▼

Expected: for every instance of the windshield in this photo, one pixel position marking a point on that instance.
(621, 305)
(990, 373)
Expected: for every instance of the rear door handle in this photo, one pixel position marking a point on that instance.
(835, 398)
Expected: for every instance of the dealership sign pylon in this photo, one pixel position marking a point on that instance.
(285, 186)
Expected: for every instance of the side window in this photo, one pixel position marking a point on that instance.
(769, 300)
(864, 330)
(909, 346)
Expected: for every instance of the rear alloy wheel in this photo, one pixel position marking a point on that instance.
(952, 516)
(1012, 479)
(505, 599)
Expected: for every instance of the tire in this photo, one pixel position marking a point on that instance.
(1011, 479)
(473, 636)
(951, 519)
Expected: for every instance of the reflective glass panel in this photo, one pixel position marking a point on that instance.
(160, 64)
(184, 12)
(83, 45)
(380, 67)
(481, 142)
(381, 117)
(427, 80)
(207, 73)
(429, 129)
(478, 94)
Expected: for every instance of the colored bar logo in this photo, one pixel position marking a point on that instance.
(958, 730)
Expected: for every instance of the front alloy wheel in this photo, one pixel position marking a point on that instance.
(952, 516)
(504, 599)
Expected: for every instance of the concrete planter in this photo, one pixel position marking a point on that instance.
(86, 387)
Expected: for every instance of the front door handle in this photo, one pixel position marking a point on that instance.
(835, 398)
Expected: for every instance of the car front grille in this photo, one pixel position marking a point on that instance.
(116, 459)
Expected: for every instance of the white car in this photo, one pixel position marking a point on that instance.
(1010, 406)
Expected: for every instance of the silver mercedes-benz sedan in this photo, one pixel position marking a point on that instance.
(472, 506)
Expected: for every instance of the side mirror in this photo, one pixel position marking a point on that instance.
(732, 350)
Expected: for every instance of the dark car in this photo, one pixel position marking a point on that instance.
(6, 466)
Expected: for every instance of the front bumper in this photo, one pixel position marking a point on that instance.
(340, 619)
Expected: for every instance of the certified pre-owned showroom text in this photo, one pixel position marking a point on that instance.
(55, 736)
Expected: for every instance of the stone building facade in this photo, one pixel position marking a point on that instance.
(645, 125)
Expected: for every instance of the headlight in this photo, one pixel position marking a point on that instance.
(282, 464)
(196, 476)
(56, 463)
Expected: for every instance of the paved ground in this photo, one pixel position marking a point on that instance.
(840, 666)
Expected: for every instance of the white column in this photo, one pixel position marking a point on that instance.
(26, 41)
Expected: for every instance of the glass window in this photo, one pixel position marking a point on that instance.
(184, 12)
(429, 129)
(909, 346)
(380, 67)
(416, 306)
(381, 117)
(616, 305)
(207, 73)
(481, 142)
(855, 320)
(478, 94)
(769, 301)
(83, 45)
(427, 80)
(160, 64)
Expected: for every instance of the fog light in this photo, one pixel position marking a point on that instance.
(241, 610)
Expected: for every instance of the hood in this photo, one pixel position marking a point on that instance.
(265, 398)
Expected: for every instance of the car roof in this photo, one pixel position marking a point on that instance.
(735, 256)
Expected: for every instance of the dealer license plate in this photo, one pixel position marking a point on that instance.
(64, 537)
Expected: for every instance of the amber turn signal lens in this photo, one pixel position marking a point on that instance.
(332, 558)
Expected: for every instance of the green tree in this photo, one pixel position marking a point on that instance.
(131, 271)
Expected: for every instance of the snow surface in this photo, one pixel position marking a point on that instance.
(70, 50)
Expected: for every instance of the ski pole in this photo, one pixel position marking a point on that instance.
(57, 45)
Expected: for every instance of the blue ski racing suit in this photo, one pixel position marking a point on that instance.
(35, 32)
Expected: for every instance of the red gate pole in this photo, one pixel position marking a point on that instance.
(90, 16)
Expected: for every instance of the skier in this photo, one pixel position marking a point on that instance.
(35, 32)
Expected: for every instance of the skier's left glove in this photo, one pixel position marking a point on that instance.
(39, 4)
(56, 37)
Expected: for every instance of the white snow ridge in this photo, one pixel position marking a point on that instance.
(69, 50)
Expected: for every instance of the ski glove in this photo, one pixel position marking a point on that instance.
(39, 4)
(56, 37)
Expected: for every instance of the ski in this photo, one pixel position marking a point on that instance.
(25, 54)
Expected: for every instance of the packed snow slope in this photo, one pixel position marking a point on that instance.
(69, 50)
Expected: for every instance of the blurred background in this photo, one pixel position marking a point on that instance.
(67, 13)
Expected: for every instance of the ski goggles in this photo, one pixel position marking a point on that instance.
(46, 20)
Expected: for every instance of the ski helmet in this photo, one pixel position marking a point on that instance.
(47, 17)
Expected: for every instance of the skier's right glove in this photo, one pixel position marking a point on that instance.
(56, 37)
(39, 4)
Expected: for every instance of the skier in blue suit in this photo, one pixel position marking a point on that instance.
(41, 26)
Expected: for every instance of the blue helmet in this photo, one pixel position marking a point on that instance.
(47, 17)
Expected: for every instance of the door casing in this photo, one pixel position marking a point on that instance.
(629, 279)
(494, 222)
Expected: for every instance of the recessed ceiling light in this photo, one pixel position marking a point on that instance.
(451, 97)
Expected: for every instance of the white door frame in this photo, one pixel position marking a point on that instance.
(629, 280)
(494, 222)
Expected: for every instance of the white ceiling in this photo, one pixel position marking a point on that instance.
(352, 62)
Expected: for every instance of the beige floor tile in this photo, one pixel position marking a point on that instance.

▲

#### [AIM OF THE EXERCISE]
Quote exactly what appears from the line containing "Expected: for every instance of the skier in this" through the final line of the listing above, including both of those lines.

#### [RESPONSE FOR THIS EXERCISE]
Expected: for every instance of the skier in this photo, one pixel position marking a point on that instance.
(35, 32)
Expected: for every instance of the skier's left glove in this photo, one pixel position marking a point on that instance.
(39, 4)
(56, 37)
Expected: for every instance of the white snow ridge in this photo, one pixel position marking a point on that instance.
(69, 50)
Expected: for every instance of the ski glove in this photo, one pixel position marking a point on that instance.
(39, 4)
(56, 37)
Expected: for every instance of the ski in this photo, one pixel position marking a point on that instance.
(25, 54)
Expected: for every instance of the packed snow slope in this photo, one pixel position marking a point on that instance.
(69, 50)
Expected: for every instance of the blurred background in this photo, one pixel position marking a point on that instance.
(67, 13)
Expected: for every instance of the ski goggles in this photo, one pixel position marking a point on that instance.
(46, 20)
Expected: for every instance of the ski helmet in this photo, one pixel position marking a point on that instance.
(47, 17)
Expected: for every instance of the skier's right glove in this photo, one pixel position marking a point on that instance.
(56, 37)
(39, 4)
Expected: for every instance of the skier in blue suit in this photo, one pixel position marking a point on that instance.
(41, 26)
Expected: for every instance of the blue helmet in this photo, one pixel position marking a point on that instance.
(47, 17)
Expected: for every instance of the door casing in this photo, one pixel position marking a point on that instance.
(629, 279)
(494, 222)
Expected: for every instance of the recessed ceiling light in this photo, one pixel position marking a point on that instance.
(451, 97)
Expected: for every instance of the white door frame in this photo, one pixel position marking a point on that instance.
(629, 280)
(494, 222)
Expected: for every instance of the white ceiling in this photo, one pixel position marking a point on that instance.
(352, 62)
Expected: for every instance of the beige floor tile in this photo, one pixel position marking a point on that instance.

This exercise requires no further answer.